### Set problem
From the records below, extract each line containing the word "hair". Matching is case-sensitive.

_ _ _ _ _ _ _

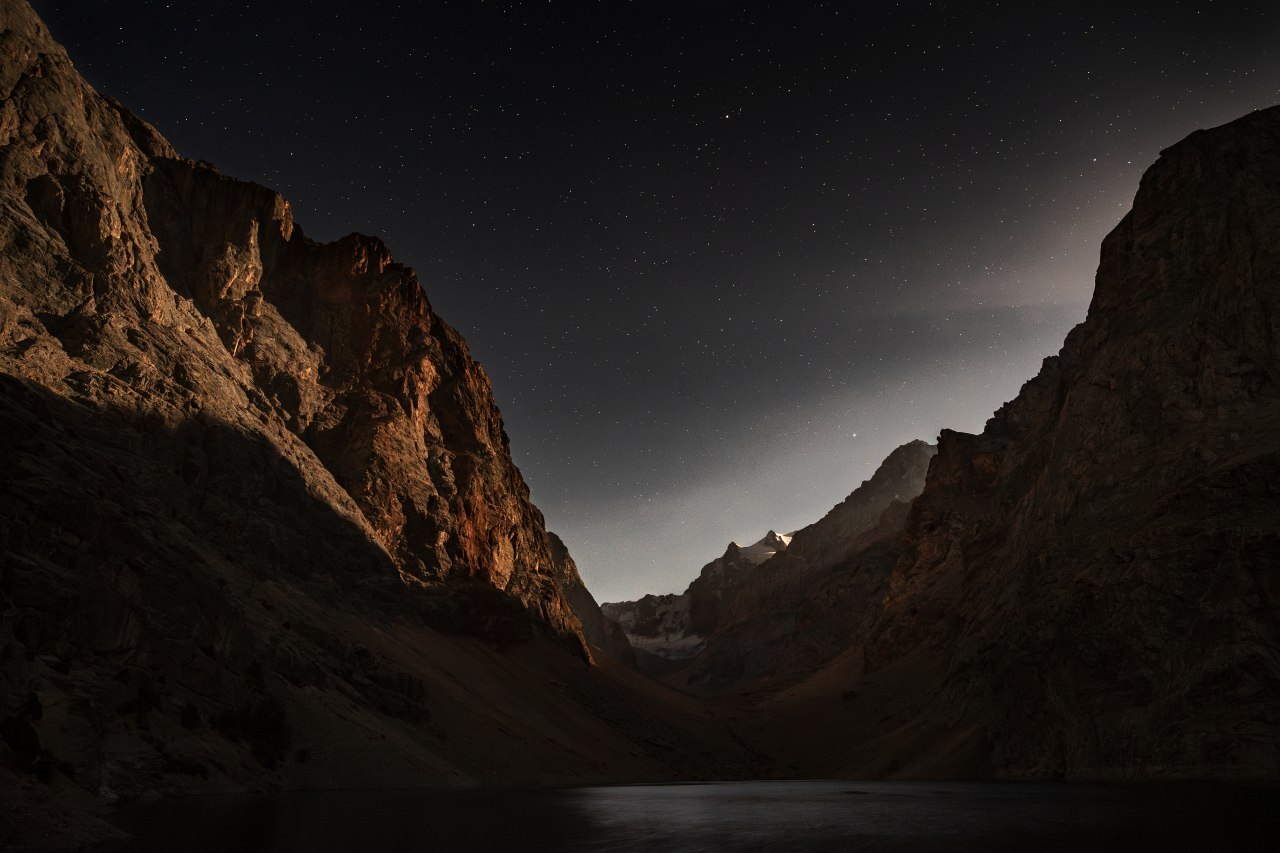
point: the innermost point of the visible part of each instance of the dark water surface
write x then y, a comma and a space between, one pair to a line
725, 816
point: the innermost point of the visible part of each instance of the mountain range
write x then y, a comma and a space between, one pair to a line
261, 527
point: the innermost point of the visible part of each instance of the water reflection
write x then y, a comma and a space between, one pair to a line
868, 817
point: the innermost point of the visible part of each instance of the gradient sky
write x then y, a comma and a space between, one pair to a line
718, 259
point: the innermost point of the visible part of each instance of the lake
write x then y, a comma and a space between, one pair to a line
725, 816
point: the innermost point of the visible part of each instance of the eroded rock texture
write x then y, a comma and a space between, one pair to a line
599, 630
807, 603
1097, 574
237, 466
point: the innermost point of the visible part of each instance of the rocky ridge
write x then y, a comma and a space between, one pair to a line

_ _ _ _ _ _ _

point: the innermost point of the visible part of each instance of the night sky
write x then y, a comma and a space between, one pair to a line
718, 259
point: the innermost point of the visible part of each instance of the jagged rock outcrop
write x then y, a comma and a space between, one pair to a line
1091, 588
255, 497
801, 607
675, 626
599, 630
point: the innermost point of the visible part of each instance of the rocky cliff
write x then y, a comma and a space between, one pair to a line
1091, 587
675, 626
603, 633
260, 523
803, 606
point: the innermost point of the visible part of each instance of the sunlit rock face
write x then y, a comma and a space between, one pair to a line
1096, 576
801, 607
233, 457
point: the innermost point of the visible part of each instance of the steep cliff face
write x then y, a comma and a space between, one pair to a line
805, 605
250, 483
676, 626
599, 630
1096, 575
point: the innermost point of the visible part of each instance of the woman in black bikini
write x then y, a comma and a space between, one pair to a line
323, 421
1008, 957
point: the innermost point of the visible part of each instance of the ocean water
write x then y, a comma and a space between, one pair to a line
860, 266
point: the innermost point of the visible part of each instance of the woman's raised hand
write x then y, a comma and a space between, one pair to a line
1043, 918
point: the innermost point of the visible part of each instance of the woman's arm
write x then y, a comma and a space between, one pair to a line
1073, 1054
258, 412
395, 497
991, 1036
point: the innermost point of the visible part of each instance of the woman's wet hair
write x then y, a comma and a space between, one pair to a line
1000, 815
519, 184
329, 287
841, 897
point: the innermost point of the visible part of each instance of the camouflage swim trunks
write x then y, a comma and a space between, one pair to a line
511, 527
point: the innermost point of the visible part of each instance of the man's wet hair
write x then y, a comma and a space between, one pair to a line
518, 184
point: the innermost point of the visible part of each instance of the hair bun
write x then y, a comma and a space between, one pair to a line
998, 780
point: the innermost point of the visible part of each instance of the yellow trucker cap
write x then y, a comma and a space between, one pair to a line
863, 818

_ _ _ _ _ _ _

### Full response
point: the innermost point of the visible part of each instance of the woman's wet hair
point: the innermost point of the visible part of each instance of the man's wet hair
point: the innermost point of the visible part of each instance of the hair bun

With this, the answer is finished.